START Text excerpt
Markerless Tracking of Robotic Surgical Instruments With Head Mounted Display for Augmented Reality Applications

Scritto il 18/12/2025
da Nicholas Greene

Healthc Technol Lett. 2025 Dec 16;12(1):e70044. doi: 10.1049/htl2.70044. eCollection 2025 Jan-Dec.

ABSTRACT

In robotic-assisted laparoscopic surgery, an assistant surgeon stands at the bedside assisting the intervention, while the surgeon sits at the console teleoperating the robot. Tasks for the assistant include navigating new instruments into the surgeon's field-of-view and passing in or retracting materials from the body using hand-held tools. We previously developed ARssist, an augmented reality application based on an optical see-through head-mounted display (HMD), to aid the assistant. Localization of the HMD with respect to the robot was achieved via the attachment of markers. In this paper, we propose a novel markerless tracking method for robotic instruments using a HoloLens 2 HMD. We first run off-the-shelf YOLOv11 and SAMURAI (an adaptation of Segment Anything 2) networks to detect instrument primitives (shaft lines and keypoints). We then recover full 6D poses via a geometrically interpretable pipeline combining perspective-n-point (PnP) and a multi-view least-squares optimization. We experimentally compare the markerless tracking accuracy to a baseline marker-based tracking solution, and show similar instrument tip accuracy. This suggests that the markerless method is an acceptable substitute to marker-based tracking for this augmented reality application, while avoiding workflow issues with sterilizing and attaching markers.
END Text excerpt
What needs to be done: Can you reproduce the surgical instrument tracking text from "Markerless Tracking of" to "eCollection 2025 Jan-Dec.", substituting "Head-Worn Display" for "Head Mounted Display"?
START Data for analysis
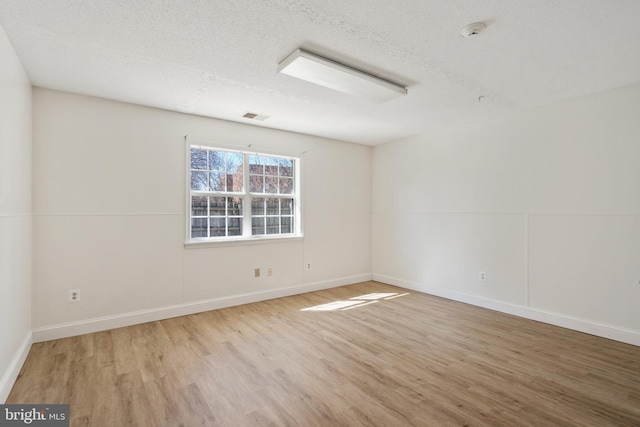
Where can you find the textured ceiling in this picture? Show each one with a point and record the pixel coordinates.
(219, 58)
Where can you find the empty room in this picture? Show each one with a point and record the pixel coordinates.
(319, 213)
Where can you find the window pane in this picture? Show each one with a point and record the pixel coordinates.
(217, 227)
(256, 184)
(235, 226)
(286, 225)
(286, 167)
(286, 206)
(273, 225)
(216, 181)
(199, 227)
(257, 206)
(199, 206)
(271, 184)
(217, 206)
(199, 181)
(220, 215)
(286, 185)
(234, 206)
(273, 207)
(216, 160)
(257, 225)
(198, 159)
(234, 182)
(234, 162)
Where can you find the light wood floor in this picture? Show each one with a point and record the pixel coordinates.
(410, 360)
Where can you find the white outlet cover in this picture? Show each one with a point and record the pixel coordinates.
(73, 292)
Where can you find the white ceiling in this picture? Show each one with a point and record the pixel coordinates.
(219, 58)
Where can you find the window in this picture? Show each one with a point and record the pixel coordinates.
(238, 195)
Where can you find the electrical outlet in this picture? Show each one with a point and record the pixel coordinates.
(74, 295)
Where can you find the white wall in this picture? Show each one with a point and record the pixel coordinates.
(547, 202)
(108, 201)
(15, 216)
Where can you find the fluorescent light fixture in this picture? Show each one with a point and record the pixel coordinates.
(327, 73)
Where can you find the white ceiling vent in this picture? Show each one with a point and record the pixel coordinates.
(255, 116)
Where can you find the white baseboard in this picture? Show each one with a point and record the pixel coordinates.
(65, 330)
(11, 374)
(562, 320)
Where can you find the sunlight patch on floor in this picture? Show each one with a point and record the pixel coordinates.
(355, 302)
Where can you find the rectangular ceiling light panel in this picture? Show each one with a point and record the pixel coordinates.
(327, 73)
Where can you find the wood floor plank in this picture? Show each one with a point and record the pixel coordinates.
(410, 360)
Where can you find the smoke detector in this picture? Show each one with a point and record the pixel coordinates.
(473, 29)
(255, 116)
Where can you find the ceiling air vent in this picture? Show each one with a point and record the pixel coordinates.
(255, 116)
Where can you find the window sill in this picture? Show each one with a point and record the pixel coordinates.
(240, 242)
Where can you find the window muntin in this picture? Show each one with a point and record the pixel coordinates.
(223, 208)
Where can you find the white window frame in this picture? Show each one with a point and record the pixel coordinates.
(246, 195)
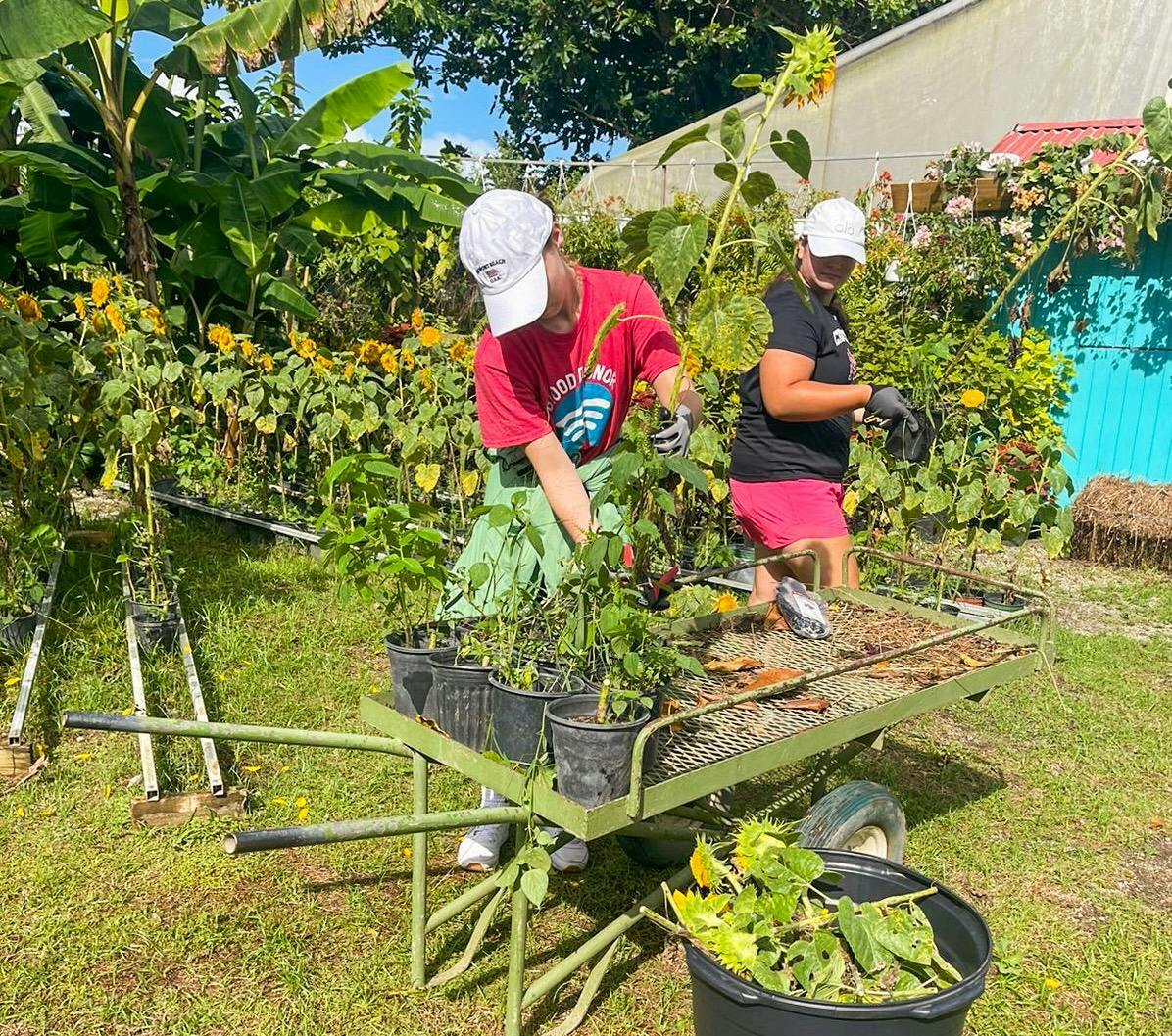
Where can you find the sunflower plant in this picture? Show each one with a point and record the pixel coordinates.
(759, 910)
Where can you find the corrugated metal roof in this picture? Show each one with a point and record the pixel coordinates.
(1028, 137)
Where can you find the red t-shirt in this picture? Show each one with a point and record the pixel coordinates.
(531, 382)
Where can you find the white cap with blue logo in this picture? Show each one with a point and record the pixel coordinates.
(502, 239)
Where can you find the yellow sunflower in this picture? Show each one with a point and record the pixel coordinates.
(221, 337)
(156, 318)
(118, 324)
(28, 307)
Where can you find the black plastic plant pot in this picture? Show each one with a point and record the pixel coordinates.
(592, 760)
(519, 730)
(727, 1006)
(156, 624)
(461, 699)
(17, 633)
(411, 666)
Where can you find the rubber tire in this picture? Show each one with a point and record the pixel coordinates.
(663, 854)
(838, 815)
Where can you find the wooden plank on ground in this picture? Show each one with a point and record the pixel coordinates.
(173, 810)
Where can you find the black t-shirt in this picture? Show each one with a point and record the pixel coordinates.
(770, 450)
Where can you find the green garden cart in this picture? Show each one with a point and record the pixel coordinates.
(887, 660)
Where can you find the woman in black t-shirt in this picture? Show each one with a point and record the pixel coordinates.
(797, 408)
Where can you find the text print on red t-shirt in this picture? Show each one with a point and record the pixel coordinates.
(532, 382)
(580, 409)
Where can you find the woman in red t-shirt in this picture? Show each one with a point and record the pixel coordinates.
(550, 422)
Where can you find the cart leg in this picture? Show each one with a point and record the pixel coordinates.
(517, 939)
(418, 874)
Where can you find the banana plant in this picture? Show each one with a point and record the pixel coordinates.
(129, 147)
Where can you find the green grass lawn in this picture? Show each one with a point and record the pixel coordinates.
(1044, 806)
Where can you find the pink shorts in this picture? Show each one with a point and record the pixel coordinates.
(777, 514)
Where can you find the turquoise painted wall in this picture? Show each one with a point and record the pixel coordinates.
(1114, 321)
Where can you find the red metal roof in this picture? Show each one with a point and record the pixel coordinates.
(1028, 137)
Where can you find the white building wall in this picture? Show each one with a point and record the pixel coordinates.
(969, 71)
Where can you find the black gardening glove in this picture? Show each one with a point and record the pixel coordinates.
(890, 406)
(673, 438)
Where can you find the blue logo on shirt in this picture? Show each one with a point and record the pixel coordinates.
(580, 419)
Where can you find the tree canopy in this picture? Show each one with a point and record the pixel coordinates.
(579, 72)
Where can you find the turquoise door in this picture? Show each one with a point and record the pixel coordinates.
(1114, 321)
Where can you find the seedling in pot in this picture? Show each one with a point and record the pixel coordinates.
(384, 551)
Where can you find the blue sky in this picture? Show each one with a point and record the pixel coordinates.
(462, 116)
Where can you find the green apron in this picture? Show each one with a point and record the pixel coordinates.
(509, 553)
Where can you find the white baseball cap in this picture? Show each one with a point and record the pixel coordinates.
(836, 227)
(502, 238)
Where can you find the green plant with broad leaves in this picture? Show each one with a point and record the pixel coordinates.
(382, 550)
(25, 552)
(677, 245)
(604, 630)
(759, 913)
(141, 395)
(217, 205)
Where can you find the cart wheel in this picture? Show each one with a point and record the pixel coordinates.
(860, 817)
(659, 854)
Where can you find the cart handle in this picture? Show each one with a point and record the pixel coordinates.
(635, 794)
(1046, 634)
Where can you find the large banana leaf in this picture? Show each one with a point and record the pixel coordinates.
(42, 115)
(49, 237)
(280, 294)
(35, 28)
(348, 217)
(345, 108)
(172, 19)
(241, 218)
(60, 162)
(269, 30)
(366, 155)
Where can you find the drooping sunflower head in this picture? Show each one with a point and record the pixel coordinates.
(810, 67)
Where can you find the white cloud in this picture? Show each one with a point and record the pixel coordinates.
(476, 145)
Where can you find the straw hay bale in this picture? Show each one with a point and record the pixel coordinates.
(1118, 521)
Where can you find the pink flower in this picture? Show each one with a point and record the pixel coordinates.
(958, 207)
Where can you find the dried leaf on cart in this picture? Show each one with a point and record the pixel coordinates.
(806, 705)
(669, 708)
(741, 664)
(769, 677)
(707, 698)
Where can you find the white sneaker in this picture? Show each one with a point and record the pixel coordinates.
(571, 857)
(479, 849)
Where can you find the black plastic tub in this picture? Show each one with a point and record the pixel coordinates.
(19, 632)
(727, 1006)
(461, 699)
(519, 730)
(411, 668)
(156, 624)
(592, 760)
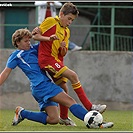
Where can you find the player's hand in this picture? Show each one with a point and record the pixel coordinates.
(53, 37)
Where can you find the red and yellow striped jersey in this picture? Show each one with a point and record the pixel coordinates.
(48, 49)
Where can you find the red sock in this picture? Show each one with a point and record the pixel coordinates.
(63, 112)
(82, 96)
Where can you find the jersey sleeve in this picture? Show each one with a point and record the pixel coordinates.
(47, 24)
(11, 62)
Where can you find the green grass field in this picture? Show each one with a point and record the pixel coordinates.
(123, 121)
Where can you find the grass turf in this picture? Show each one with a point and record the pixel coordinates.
(123, 121)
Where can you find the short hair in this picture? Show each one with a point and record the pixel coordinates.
(19, 34)
(69, 7)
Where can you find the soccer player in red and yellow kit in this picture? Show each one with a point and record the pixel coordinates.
(54, 39)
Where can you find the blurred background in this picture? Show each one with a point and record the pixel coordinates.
(104, 30)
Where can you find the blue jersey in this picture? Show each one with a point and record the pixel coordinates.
(27, 60)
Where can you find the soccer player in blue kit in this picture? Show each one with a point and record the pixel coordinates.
(45, 92)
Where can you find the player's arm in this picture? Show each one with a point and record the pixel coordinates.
(4, 75)
(63, 49)
(37, 35)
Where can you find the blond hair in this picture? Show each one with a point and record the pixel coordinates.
(19, 34)
(69, 7)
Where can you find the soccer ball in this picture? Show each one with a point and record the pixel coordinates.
(93, 119)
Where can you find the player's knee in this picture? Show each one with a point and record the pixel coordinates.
(73, 77)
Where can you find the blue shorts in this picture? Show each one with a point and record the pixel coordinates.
(43, 92)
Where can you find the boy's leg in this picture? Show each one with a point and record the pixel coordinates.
(64, 119)
(21, 114)
(85, 101)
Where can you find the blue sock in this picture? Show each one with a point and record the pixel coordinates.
(34, 116)
(78, 111)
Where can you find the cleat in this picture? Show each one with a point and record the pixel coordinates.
(76, 48)
(100, 108)
(17, 117)
(67, 122)
(107, 125)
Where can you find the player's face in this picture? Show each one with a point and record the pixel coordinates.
(24, 44)
(66, 20)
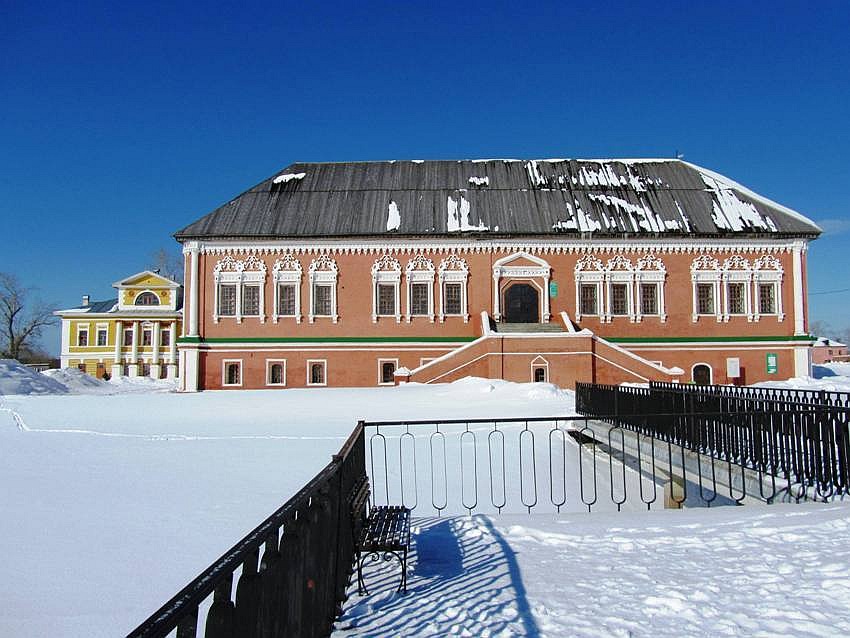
END Data for analysis
Result:
Markerless Tracking of Robotic Surgical Instruments With Head-Worn Display for Augmented Reality Applications

Scritto il 18/12/2025
da Nicholas Greene

Healthc Technol Lett. 2025 Dec 16;12(1):e70044. doi: 10.1049/htl2.70044. eCollection 2025 Jan-Dec.